SUPPLIED PASSAGE

As
Budget Scrutiny Looms, UN Must
Do Better on Press Freedom, Due
Process &
FOIA
By Matthew
Russell Lee
UNITED NATIONS,
January 7 – The United Nations
at the beginning of 2017 still
has no
Freedom of Information Act,
no content neutral standards
for media accreditation and no
right to due process or
appeal for journalists.
This is UNacceptable.
New UN Secretary
General Antonio Guterres
should be expected to address
these issues, and to hold at
least monthly sit-down press
conferences. On January 6
holdover spokesman Stephane
Dujarric indicated he would
wait for something to
announce. But Q&A should
not be tied to a particular UN
announcement.
Downgrading to non-resident
correspondent status, and
eviction from UN work-space,
is not a legitimate way to
respond to coverage of UN
irregularities and corruption
such as that alleged in the
ongoing Ng Lap Seng / John
Ashe UN bribery case. It must
be reversed, but also
non-resident correspondents
should not be restricted
to minders or escorts to
cover events on the Conference
Building's second floor.

DATA EXTRACT
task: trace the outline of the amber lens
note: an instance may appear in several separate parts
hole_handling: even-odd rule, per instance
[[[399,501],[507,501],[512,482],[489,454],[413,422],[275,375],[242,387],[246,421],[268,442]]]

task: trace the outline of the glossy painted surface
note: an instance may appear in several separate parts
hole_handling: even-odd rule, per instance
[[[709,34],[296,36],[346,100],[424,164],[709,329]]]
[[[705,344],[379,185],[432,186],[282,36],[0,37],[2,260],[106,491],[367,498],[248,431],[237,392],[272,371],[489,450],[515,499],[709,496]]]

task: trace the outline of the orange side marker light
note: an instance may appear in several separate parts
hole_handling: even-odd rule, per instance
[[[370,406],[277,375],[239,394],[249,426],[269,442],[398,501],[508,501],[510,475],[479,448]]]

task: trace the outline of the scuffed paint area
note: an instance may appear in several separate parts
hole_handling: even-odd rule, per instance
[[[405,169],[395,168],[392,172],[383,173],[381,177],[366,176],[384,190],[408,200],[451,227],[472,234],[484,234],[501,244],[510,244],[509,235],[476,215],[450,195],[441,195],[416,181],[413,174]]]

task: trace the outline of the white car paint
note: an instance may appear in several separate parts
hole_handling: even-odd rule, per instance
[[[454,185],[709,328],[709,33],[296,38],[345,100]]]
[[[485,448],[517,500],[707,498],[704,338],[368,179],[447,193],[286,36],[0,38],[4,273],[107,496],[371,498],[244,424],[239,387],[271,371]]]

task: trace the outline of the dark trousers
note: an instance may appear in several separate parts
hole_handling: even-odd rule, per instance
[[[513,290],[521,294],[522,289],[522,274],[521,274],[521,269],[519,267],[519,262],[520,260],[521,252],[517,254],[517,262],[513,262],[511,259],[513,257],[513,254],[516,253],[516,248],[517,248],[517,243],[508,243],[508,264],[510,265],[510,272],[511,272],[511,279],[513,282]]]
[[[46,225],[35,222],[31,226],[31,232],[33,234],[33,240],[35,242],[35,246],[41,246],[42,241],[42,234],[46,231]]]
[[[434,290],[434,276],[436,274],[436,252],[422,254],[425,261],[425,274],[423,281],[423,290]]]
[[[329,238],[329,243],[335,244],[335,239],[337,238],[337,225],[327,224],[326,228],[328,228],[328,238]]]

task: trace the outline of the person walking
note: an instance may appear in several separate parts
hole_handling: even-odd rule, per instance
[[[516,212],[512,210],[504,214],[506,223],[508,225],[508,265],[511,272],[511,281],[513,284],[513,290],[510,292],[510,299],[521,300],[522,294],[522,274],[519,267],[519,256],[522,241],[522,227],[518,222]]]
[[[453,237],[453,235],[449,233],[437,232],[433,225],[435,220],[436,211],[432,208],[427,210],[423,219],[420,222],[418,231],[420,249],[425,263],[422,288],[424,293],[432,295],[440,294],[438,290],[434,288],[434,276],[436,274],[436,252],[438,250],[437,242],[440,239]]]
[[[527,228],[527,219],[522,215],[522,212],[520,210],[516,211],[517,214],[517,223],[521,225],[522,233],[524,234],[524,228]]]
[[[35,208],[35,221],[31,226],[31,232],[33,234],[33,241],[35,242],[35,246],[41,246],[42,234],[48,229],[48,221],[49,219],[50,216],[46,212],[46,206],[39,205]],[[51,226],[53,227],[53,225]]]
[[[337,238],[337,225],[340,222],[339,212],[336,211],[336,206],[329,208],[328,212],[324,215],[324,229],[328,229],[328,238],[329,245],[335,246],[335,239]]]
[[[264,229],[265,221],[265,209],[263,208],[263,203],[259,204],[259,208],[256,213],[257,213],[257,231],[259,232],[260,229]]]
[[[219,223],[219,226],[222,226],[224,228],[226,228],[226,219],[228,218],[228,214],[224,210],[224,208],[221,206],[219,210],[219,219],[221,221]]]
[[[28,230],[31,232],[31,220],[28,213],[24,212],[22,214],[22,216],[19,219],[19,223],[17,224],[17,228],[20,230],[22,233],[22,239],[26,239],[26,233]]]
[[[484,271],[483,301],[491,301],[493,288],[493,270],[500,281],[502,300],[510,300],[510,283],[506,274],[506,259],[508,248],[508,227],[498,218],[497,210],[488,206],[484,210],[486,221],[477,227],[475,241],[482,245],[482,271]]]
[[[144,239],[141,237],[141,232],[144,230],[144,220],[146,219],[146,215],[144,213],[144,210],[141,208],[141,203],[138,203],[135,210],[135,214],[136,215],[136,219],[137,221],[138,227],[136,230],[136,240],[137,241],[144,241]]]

REQUIRED ACTIONS
a. In the UN press freedom article, what did spokesman Stephane Dujarric indicate on January 6?
b. Reproduce the UN press freedom article word for word between "This is UNacceptable." and "announcement.", inclusive.
Answer from the text alone, not from the items.

EXPECTED RESPONSES
a. He indicated that he would wait for something to announce.

b.
This is UNacceptable.
New UN Secretary
General Antonio Guterres
should be expected to address
these issues, and to hold at
least monthly sit-down press
conferences. On January 6
holdover spokesman Stephane
Dujarric indicated he would
wait for something to
announce. But Q&A should
not be tied to a particular UN
announcement.